→ **The exercise**
Give the lines below as a Markdown table with the columns Row and Line, numbering every line and leaving out blank lines. Leave the pictures out of the table.

→ **Record set**
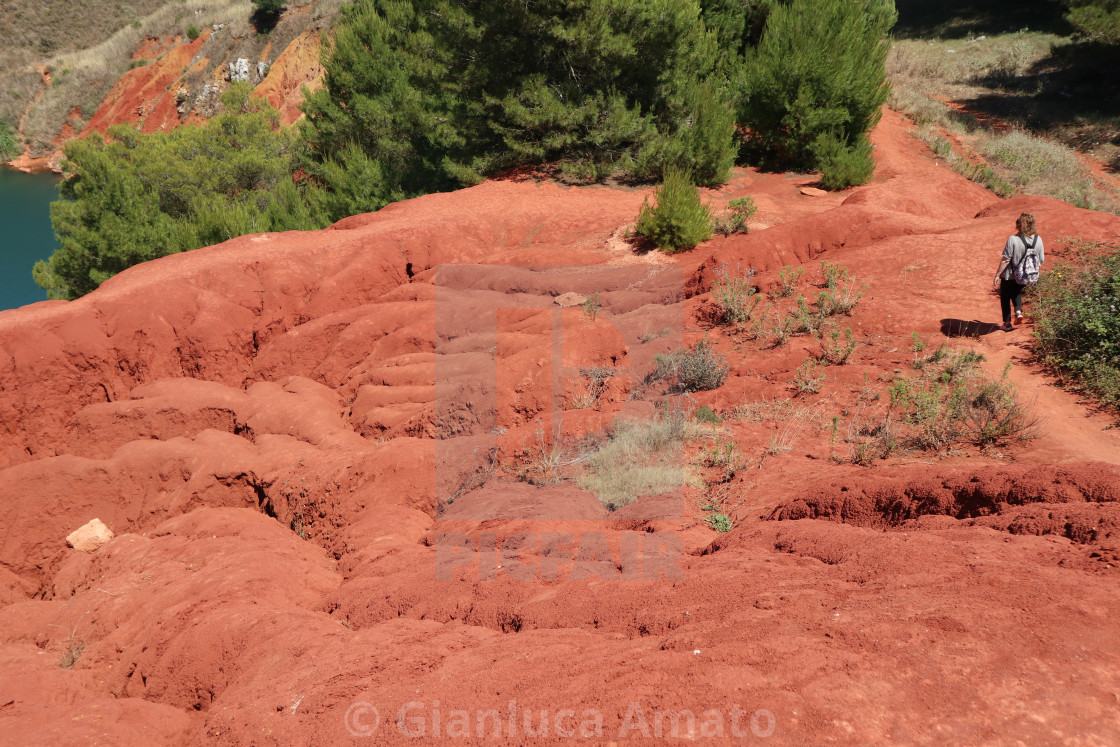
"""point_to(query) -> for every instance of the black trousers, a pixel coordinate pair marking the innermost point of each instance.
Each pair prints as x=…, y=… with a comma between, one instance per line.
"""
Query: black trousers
x=1009, y=292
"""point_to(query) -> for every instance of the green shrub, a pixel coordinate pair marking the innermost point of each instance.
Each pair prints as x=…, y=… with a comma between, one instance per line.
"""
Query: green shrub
x=9, y=148
x=719, y=522
x=787, y=278
x=843, y=165
x=1078, y=323
x=692, y=369
x=735, y=295
x=809, y=376
x=705, y=413
x=678, y=220
x=957, y=402
x=1097, y=19
x=837, y=345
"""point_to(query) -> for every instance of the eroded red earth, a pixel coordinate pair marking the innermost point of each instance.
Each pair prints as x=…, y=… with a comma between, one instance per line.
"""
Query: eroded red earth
x=272, y=428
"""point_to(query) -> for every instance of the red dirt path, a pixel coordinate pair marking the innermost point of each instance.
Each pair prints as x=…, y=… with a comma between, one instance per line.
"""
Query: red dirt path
x=216, y=407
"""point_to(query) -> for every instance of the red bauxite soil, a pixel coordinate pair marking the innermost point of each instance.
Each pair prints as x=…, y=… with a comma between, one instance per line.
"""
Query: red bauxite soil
x=272, y=427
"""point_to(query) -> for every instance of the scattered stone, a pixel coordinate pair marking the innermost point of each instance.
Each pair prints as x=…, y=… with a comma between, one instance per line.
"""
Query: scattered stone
x=569, y=299
x=90, y=537
x=239, y=69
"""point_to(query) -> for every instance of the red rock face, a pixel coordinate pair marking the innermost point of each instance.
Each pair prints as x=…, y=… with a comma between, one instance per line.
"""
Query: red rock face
x=273, y=429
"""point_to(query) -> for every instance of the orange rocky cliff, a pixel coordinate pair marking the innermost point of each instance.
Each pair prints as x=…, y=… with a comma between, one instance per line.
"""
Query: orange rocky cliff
x=155, y=95
x=272, y=428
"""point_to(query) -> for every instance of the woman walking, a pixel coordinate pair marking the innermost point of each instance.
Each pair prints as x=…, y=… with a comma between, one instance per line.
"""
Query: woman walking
x=1025, y=240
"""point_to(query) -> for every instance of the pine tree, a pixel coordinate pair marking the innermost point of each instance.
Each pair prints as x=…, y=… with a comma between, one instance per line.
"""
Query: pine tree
x=1097, y=19
x=439, y=93
x=678, y=220
x=819, y=68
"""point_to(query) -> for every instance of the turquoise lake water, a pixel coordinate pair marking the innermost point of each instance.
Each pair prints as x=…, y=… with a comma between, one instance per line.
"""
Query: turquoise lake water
x=25, y=233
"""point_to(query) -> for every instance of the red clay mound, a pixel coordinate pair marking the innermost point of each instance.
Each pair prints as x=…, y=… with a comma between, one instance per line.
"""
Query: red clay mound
x=309, y=445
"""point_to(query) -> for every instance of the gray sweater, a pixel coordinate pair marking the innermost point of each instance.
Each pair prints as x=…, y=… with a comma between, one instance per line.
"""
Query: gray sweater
x=1015, y=250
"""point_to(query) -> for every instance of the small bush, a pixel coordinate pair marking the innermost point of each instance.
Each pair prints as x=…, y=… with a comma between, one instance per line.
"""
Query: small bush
x=1078, y=325
x=810, y=376
x=787, y=278
x=955, y=402
x=842, y=165
x=678, y=220
x=719, y=522
x=641, y=458
x=9, y=148
x=693, y=369
x=837, y=346
x=590, y=306
x=734, y=220
x=832, y=273
x=706, y=414
x=735, y=295
x=269, y=7
x=842, y=292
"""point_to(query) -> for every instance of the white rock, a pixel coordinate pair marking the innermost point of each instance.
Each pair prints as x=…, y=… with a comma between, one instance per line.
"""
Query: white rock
x=91, y=537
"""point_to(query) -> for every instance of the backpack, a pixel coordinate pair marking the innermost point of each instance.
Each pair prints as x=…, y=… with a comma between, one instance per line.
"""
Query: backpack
x=1026, y=271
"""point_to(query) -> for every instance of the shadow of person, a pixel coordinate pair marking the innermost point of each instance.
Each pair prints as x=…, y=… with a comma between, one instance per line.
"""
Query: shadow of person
x=962, y=328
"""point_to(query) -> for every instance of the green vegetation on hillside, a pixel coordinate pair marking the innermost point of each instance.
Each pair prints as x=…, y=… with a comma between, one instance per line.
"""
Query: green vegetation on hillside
x=814, y=84
x=143, y=196
x=1024, y=66
x=1097, y=19
x=429, y=95
x=9, y=148
x=441, y=94
x=1078, y=323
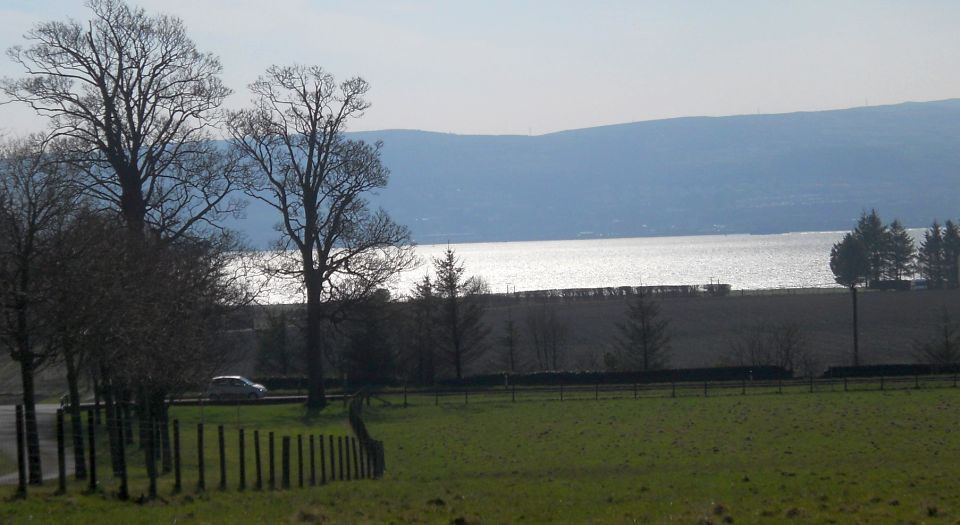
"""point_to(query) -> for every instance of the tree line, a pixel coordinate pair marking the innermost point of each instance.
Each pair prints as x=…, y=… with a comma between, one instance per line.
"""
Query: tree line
x=114, y=259
x=878, y=255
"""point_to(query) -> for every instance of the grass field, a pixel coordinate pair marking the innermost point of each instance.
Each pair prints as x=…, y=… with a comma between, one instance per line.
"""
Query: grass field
x=858, y=457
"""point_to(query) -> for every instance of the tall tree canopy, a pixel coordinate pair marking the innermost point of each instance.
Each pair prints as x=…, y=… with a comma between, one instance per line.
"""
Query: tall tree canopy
x=339, y=248
x=136, y=101
x=850, y=263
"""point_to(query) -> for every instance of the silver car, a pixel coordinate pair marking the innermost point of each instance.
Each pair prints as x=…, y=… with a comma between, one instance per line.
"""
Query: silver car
x=235, y=387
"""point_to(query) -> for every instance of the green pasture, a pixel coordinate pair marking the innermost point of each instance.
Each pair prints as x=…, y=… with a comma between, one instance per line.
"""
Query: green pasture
x=841, y=457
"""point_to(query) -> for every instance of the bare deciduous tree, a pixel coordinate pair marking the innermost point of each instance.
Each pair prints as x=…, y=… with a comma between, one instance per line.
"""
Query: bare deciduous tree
x=37, y=201
x=644, y=342
x=135, y=100
x=317, y=180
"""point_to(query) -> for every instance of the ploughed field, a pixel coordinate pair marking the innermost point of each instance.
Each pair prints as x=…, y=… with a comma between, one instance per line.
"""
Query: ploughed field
x=829, y=457
x=703, y=328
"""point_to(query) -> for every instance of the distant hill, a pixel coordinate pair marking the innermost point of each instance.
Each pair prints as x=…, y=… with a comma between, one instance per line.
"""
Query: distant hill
x=743, y=174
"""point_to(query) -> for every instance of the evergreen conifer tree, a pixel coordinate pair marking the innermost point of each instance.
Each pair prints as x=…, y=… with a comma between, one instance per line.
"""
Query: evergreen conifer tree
x=932, y=257
x=951, y=254
x=902, y=254
x=875, y=238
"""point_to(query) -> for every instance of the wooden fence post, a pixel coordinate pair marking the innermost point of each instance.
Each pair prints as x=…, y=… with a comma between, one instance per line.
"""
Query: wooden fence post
x=346, y=454
x=333, y=466
x=313, y=462
x=151, y=456
x=124, y=492
x=300, y=460
x=256, y=459
x=223, y=457
x=340, y=457
x=92, y=449
x=285, y=462
x=363, y=459
x=21, y=456
x=243, y=459
x=79, y=464
x=356, y=462
x=273, y=475
x=177, y=474
x=61, y=456
x=201, y=470
x=323, y=461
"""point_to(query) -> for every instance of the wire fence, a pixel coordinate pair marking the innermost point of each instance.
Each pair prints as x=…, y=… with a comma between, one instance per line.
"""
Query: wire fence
x=121, y=454
x=600, y=391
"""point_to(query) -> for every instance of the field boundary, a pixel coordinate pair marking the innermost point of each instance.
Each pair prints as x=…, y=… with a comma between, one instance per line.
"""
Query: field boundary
x=601, y=391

→ **Finished answer**
| Row | Line |
|---|---|
| 1 | """point_to(query) -> for every instance of the black trousers, a pixel coordinate pair marking the innermost point of each instance. |
| 2 | Each pair prints as x=…, y=… with a comma between, one instance per line. |
| 3 | """ |
| 4 | Query: black trousers |
| 5 | x=1009, y=292 |
| 6 | """point_to(query) -> for every instance of the green shrub, a pixel coordinate pair marking the innermost point of each instance. |
| 7 | Each pair prints as x=…, y=… with a comma between, one instance per line. |
| 8 | """ |
| 9 | Query: green shrub |
| 10 | x=9, y=148 |
| 11 | x=719, y=522 |
| 12 | x=787, y=278 |
| 13 | x=843, y=165 |
| 14 | x=1078, y=323 |
| 15 | x=692, y=369 |
| 16 | x=735, y=295 |
| 17 | x=809, y=376 |
| 18 | x=705, y=413 |
| 19 | x=678, y=220 |
| 20 | x=957, y=402 |
| 21 | x=1097, y=19 |
| 22 | x=837, y=345 |
| 23 | """point_to(query) -> for every instance of the eroded red earth, a pixel coordinate pair marking the innermost point of each instance. |
| 24 | Each pair prints as x=…, y=… with a comma between, one instance per line. |
| 25 | """ |
| 26 | Query: eroded red earth |
| 27 | x=272, y=428 |
| 28 | """point_to(query) -> for every instance of the red dirt path, a pixel coordinate pair marking the innermost point of each instance. |
| 29 | Each pair prints as x=…, y=… with a comma between, one instance per line. |
| 30 | """ |
| 31 | Query: red dirt path |
| 32 | x=216, y=407 |
| 33 | """point_to(query) -> for every instance of the red bauxite soil, a pixel coordinate pair marking the innermost point of each instance. |
| 34 | Each pair prints as x=…, y=… with a comma between, one instance per line. |
| 35 | """ |
| 36 | Query: red bauxite soil |
| 37 | x=272, y=427 |
| 38 | """point_to(query) -> for every instance of the scattered stone, a pixel coordinate pair marking the innermost point of each instance. |
| 39 | Each pair prints as x=…, y=… with a comma between, one instance per line. |
| 40 | """ |
| 41 | Query: scattered stone |
| 42 | x=569, y=299 |
| 43 | x=90, y=537 |
| 44 | x=239, y=69 |
| 45 | """point_to(query) -> for every instance of the red rock face, a pixel coordinate pair marking the innermost point of each instance. |
| 46 | Each pair prints as x=…, y=… with a comma between, one instance per line. |
| 47 | """ |
| 48 | Query: red rock face |
| 49 | x=273, y=429 |
| 50 | """point_to(query) -> for every instance of the orange rocky cliff, a pixel coordinate pair marking the innermost point of each instance. |
| 51 | Each pair prints as x=…, y=… with a comma between, one instance per line. |
| 52 | """ |
| 53 | Query: orange rocky cliff |
| 54 | x=155, y=95 |
| 55 | x=272, y=428 |
| 56 | """point_to(query) -> for every instance of the woman walking, a pixel coordinate pair marking the innermost point of each instance. |
| 57 | Each pair prints as x=…, y=… with a comma between, one instance per line. |
| 58 | """ |
| 59 | Query: woman walking |
| 60 | x=1025, y=240 |
| 61 | """point_to(query) -> for every instance of the pine tree, a pixel coordinate pair marking the innermost point of each instance. |
| 62 | Each pair prints as x=…, y=… with a comma between, one instance per line. |
| 63 | """ |
| 64 | Query: pine tree |
| 65 | x=1097, y=19 |
| 66 | x=439, y=93 |
| 67 | x=678, y=220 |
| 68 | x=819, y=68 |
| 69 | """point_to(query) -> for every instance of the turquoise lake water, a pixel coordinate pair marking the innermost point of each instance. |
| 70 | Each pair prints as x=…, y=… with a comma between, one instance per line. |
| 71 | """ |
| 72 | Query: turquoise lake water |
| 73 | x=25, y=233 |
| 74 | """point_to(query) -> for every instance of the red clay mound, a pixel coordinate pair marking the innermost point of each instance. |
| 75 | Each pair prints as x=…, y=… with a comma between, one instance per line. |
| 76 | """ |
| 77 | Query: red clay mound |
| 78 | x=309, y=445 |
| 79 | """point_to(query) -> for every instance of the gray sweater, a pixel coordinate pair marking the innermost point of each instance. |
| 80 | Each pair prints as x=…, y=… with a comma between, one instance per line. |
| 81 | """ |
| 82 | Query: gray sweater |
| 83 | x=1015, y=250 |
| 84 | """point_to(query) -> for every instance of the small bush, a pixel coordinate pair marking the innermost point of each instance. |
| 85 | Each pair prints as x=…, y=… with a comma between, one instance per line. |
| 86 | """ |
| 87 | Query: small bush |
| 88 | x=1078, y=325 |
| 89 | x=810, y=376 |
| 90 | x=787, y=278 |
| 91 | x=955, y=402 |
| 92 | x=842, y=165 |
| 93 | x=678, y=220 |
| 94 | x=719, y=522 |
| 95 | x=641, y=458 |
| 96 | x=9, y=148 |
| 97 | x=693, y=369 |
| 98 | x=837, y=346 |
| 99 | x=590, y=306 |
| 100 | x=734, y=220 |
| 101 | x=832, y=273 |
| 102 | x=706, y=414 |
| 103 | x=735, y=295 |
| 104 | x=269, y=7 |
| 105 | x=842, y=292 |
| 106 | """point_to(query) -> for every instance of the white rock, a pixel coordinate pair marking the innermost point of each instance. |
| 107 | Each pair prints as x=…, y=… with a comma between, one instance per line. |
| 108 | """ |
| 109 | Query: white rock |
| 110 | x=91, y=537 |
| 111 | """point_to(query) -> for every instance of the backpack, a pixel coordinate pair marking the innermost point of each instance. |
| 112 | Each pair prints as x=…, y=… with a comma between, one instance per line. |
| 113 | """ |
| 114 | Query: backpack |
| 115 | x=1026, y=271 |
| 116 | """point_to(query) -> for every instance of the shadow of person, a pixel coordinate pair marking the innermost point of each instance. |
| 117 | Each pair prints as x=…, y=… with a comma between, one instance per line. |
| 118 | """ |
| 119 | Query: shadow of person |
| 120 | x=962, y=328 |
| 121 | """point_to(query) -> for every instance of the green vegetation on hillside, a pixel coordinate pair marking the innermost point of each instance. |
| 122 | Each pair prints as x=…, y=… with a comma between, one instance per line. |
| 123 | """ |
| 124 | Query: green vegetation on hillside |
| 125 | x=814, y=84 |
| 126 | x=143, y=196 |
| 127 | x=1024, y=66 |
| 128 | x=1097, y=19 |
| 129 | x=429, y=95 |
| 130 | x=9, y=148 |
| 131 | x=441, y=94 |
| 132 | x=1078, y=323 |
| 133 | """point_to(query) -> for every instance of the tree line, a pixel coordinate pair marking the innermost point of each instance. |
| 134 | Each pair prints as x=…, y=… with a comma between, one instance per line. |
| 135 | """ |
| 136 | Query: tree line |
| 137 | x=114, y=259 |
| 138 | x=878, y=255 |
| 139 | """point_to(query) -> for every instance of the grass field, a pixel coordinate pair marking the innermost point of each instance. |
| 140 | Each pair prints as x=…, y=… with a comma between, one instance per line. |
| 141 | """ |
| 142 | Query: grass field |
| 143 | x=858, y=457 |
| 144 | """point_to(query) -> for every instance of the tall tree canopy, a pixel coordinate pair marking the innermost point of each instance. |
| 145 | Each pair prints as x=…, y=… with a comma between, one instance per line. |
| 146 | """ |
| 147 | Query: tall tree canopy |
| 148 | x=339, y=248 |
| 149 | x=136, y=101 |
| 150 | x=850, y=263 |
| 151 | """point_to(query) -> for every instance of the silver car, a pixel coordinate pair marking the innermost point of each instance. |
| 152 | Each pair prints as x=…, y=… with a comma between, one instance per line. |
| 153 | """ |
| 154 | Query: silver car |
| 155 | x=235, y=387 |
| 156 | """point_to(query) -> for every instance of the green pasture, a pixel coordinate pair marking the innermost point of each instance. |
| 157 | Each pair prints as x=…, y=… with a comma between, one instance per line. |
| 158 | """ |
| 159 | Query: green pasture |
| 160 | x=841, y=457 |
| 161 | """point_to(query) -> for every instance of the bare deciduous tree, a pixel coordinate pair marking the innermost point of each instance. |
| 162 | Each pair prints as x=…, y=… with a comma between, one instance per line. |
| 163 | """ |
| 164 | Query: bare deciduous tree |
| 165 | x=37, y=201 |
| 166 | x=644, y=342 |
| 167 | x=135, y=100 |
| 168 | x=317, y=180 |
| 169 | """point_to(query) -> for every instance of the ploughed field, a pixel coordinate pair marking the innermost point of each instance. |
| 170 | Each pair prints as x=…, y=… with a comma between, one instance per line. |
| 171 | """ |
| 172 | Query: ploughed field |
| 173 | x=829, y=457 |
| 174 | x=703, y=328 |
| 175 | """point_to(query) -> for every instance of the distant hill, a pixel coordinate pair marking the innermost point of each instance. |
| 176 | Each pair prints as x=…, y=… with a comma between, one instance per line. |
| 177 | """ |
| 178 | Query: distant hill |
| 179 | x=743, y=174 |
| 180 | """point_to(query) -> for every instance of the evergreen conifer tree, a pixel coordinate pair marking the innermost point of each instance. |
| 181 | Each pair prints as x=…, y=… with a comma between, one instance per line. |
| 182 | """ |
| 183 | Query: evergreen conifer tree |
| 184 | x=932, y=257 |
| 185 | x=951, y=254 |
| 186 | x=902, y=254 |
| 187 | x=875, y=238 |
| 188 | """point_to(query) -> for every instance of the wooden fence post, a pixel coordinate pair marking the innermost point of each instance. |
| 189 | Each pair prints as x=…, y=… with a comma between, one instance per line. |
| 190 | """ |
| 191 | Query: wooden fence post |
| 192 | x=346, y=454 |
| 193 | x=333, y=466 |
| 194 | x=313, y=462 |
| 195 | x=151, y=456 |
| 196 | x=124, y=492 |
| 197 | x=300, y=460 |
| 198 | x=256, y=459 |
| 199 | x=223, y=457 |
| 200 | x=340, y=457 |
| 201 | x=92, y=449 |
| 202 | x=285, y=462 |
| 203 | x=363, y=459 |
| 204 | x=21, y=456 |
| 205 | x=243, y=459 |
| 206 | x=79, y=464 |
| 207 | x=356, y=462 |
| 208 | x=273, y=475 |
| 209 | x=177, y=474 |
| 210 | x=61, y=456 |
| 211 | x=201, y=470 |
| 212 | x=323, y=461 |
| 213 | """point_to(query) -> for every instance of the wire fence, a pixel coordinate pair marking the innermost point of each instance. |
| 214 | Each pair prints as x=…, y=… with a comma between, one instance per line. |
| 215 | """ |
| 216 | Query: wire fence |
| 217 | x=121, y=454 |
| 218 | x=600, y=391 |
| 219 | """point_to(query) -> for every instance of the field boundary, a pixel coordinate pair marking the innermost point of each instance. |
| 220 | Each pair prints as x=…, y=… with a comma between, one instance per line. |
| 221 | """ |
| 222 | Query: field boundary |
| 223 | x=601, y=391 |